■ Texte de la page ■
□ □ □ □
Fréchette se demande en effet si Brentano et ceux qui le suivent échappent à ce qu’est le normativisme du point de vue de Husserl. Si ce n’est pas le cas, on ne peut pas dire que, selon Brentano et tous ses héritiers, les vérités philosophiques sont non normatives ni que ces vérités sont au plus un fondement partiel pour des normes. Si ce n’est pas le cas, alors, du point de vue de Husserl, la philosophie de Brentano, de ceux qui le suivent de près ainsi que des néo-kantiens (mais pas de Kant lui-même) est coupable de normativisme. On pourrait même dire que cette forme de normativisme est un précurseur mentaliste du normativisme linguistique de Wittgenstein et de ceux qui le suivent.
□ □ □ □
■ Consigne ■
Prolongez le texte ci-dessus sur Brentano et le normativisme, en reprenant juste après sa dernière phrase.

Lignes d'un jeu de données
□ □ □ □
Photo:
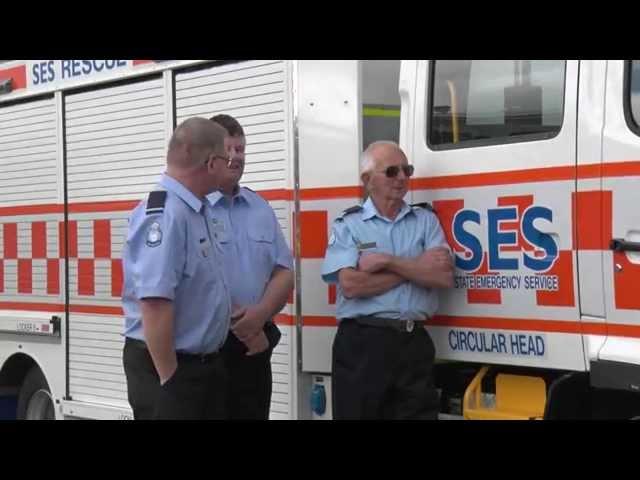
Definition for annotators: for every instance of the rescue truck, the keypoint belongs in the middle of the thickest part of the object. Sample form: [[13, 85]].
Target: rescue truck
[[529, 164]]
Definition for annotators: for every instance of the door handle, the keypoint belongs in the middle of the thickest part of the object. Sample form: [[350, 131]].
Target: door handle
[[622, 245]]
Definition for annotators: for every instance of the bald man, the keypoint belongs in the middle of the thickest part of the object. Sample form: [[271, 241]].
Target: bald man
[[389, 260], [175, 298]]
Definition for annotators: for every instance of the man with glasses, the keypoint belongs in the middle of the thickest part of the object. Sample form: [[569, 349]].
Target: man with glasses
[[388, 259], [259, 267], [175, 298]]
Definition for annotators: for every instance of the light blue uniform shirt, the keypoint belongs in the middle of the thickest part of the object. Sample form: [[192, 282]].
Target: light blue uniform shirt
[[414, 230], [170, 253], [252, 242]]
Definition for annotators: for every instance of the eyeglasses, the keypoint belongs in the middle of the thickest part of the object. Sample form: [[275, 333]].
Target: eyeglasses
[[394, 170], [228, 159]]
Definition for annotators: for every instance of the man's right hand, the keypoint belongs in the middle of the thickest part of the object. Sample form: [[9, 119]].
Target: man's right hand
[[167, 373], [257, 344], [438, 258]]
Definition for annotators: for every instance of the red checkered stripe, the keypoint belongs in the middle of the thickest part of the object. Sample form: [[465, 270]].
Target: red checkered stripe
[[36, 251]]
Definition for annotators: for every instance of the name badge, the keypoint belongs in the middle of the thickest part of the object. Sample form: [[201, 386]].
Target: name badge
[[204, 247], [367, 245]]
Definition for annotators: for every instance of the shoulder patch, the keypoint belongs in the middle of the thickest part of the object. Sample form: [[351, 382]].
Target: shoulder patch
[[425, 205], [354, 209], [156, 201]]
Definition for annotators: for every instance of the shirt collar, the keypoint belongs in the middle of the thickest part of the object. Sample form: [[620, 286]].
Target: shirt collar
[[369, 210], [215, 197], [181, 191]]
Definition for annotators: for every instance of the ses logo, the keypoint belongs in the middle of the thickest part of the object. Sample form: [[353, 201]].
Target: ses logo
[[503, 226]]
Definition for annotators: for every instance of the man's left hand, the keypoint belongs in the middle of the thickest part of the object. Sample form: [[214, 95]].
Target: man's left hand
[[250, 323], [373, 262]]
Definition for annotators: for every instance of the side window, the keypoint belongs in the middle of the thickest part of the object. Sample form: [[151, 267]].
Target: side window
[[380, 101], [485, 102], [633, 98]]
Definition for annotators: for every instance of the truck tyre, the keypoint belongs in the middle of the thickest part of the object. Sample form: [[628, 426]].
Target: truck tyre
[[35, 401]]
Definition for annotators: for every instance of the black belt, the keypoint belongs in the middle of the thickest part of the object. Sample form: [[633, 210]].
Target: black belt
[[406, 326], [181, 356]]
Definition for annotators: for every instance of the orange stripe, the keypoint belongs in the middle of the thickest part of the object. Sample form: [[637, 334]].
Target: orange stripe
[[102, 238], [319, 321], [116, 277], [30, 210], [281, 194], [39, 240], [507, 323], [86, 276], [284, 319], [18, 76], [330, 192], [72, 241], [519, 324], [548, 174], [96, 309], [25, 275], [32, 307], [313, 233], [53, 276], [621, 169], [90, 207], [10, 240]]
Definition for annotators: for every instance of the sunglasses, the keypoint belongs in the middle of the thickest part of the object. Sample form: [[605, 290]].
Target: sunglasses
[[228, 159], [394, 170]]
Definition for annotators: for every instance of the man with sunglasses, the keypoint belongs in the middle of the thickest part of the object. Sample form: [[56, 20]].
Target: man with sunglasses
[[259, 267], [388, 259], [175, 298]]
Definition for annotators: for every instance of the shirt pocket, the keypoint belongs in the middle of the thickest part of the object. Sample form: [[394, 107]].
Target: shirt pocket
[[262, 247], [199, 257]]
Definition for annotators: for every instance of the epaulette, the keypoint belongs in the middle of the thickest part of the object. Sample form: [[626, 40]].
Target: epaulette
[[347, 211], [425, 205], [354, 209], [156, 201]]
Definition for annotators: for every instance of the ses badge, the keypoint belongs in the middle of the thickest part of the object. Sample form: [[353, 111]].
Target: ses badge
[[154, 235]]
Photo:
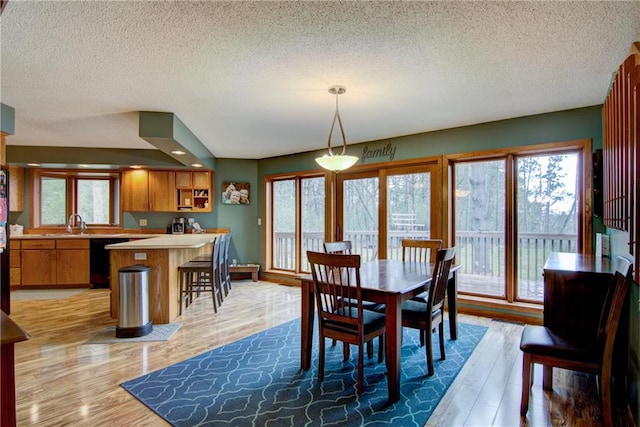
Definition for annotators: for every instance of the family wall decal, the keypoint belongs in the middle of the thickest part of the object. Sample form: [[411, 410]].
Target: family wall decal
[[389, 151]]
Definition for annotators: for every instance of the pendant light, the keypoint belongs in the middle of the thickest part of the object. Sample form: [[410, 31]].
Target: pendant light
[[330, 161]]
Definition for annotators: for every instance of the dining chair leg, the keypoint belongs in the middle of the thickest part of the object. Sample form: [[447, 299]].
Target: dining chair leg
[[321, 360], [547, 377], [214, 295], [369, 349], [429, 350], [605, 396], [182, 294], [527, 381], [441, 337], [360, 387]]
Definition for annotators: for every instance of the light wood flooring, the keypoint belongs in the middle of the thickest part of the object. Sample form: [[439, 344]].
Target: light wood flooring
[[61, 381]]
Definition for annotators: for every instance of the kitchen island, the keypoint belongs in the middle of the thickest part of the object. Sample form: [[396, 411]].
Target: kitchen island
[[163, 254]]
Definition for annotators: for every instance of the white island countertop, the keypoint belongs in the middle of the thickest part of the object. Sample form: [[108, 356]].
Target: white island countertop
[[169, 241]]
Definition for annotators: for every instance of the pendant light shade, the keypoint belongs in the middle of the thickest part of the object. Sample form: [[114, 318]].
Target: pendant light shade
[[335, 162]]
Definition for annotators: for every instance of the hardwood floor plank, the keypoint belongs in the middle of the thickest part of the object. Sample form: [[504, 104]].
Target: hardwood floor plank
[[60, 380]]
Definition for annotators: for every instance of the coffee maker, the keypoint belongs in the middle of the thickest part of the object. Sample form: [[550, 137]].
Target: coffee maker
[[177, 225]]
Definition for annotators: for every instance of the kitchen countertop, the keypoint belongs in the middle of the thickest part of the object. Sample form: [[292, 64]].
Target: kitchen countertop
[[168, 241], [86, 236]]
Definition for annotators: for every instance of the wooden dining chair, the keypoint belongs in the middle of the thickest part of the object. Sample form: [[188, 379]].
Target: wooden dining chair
[[540, 344], [420, 250], [340, 247], [426, 312], [344, 247], [341, 316]]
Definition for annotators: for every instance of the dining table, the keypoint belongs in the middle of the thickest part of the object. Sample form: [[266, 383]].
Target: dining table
[[389, 282]]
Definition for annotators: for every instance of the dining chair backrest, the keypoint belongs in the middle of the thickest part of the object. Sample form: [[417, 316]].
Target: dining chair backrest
[[215, 257], [420, 250], [341, 247], [622, 266], [336, 283], [440, 278]]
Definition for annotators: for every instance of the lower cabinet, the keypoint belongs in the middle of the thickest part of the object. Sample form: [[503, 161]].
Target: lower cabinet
[[38, 262], [72, 262], [59, 262], [14, 262]]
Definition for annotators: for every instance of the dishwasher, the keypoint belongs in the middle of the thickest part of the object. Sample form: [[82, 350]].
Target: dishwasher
[[99, 261]]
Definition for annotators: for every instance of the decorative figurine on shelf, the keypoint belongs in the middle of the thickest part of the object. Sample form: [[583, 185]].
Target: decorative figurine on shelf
[[235, 193]]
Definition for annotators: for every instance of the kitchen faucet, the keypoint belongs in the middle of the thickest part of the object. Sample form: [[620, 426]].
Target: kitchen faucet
[[79, 221]]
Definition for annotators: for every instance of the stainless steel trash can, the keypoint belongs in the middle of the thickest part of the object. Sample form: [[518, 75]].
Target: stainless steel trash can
[[133, 302]]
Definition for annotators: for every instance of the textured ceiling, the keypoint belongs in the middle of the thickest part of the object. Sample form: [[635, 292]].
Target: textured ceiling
[[250, 79]]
□ □ □ □
■ Réponse attendue ■
Fréchette cite Brentano, son éditeur et fidèle élève, Kraus, ainsi qu’un élève qui n’est que partiellement fidèle au maître, Marty (un Suisse qui rejette l’autorité habsbourgeoise) comme exemples de philosophes qui n’acceptent pas que le normatif ait un fondement partiel qui soit non normatif. Or toute la question est de savoir si, selon l’un ou l’autre de ces trois philosophes, la propriété de rectitude (Richtigkeit) est ou n’est pas normative, si elle est ou n’est pas fondamentale et si elle peut ou non être identique à la propriété de vérité.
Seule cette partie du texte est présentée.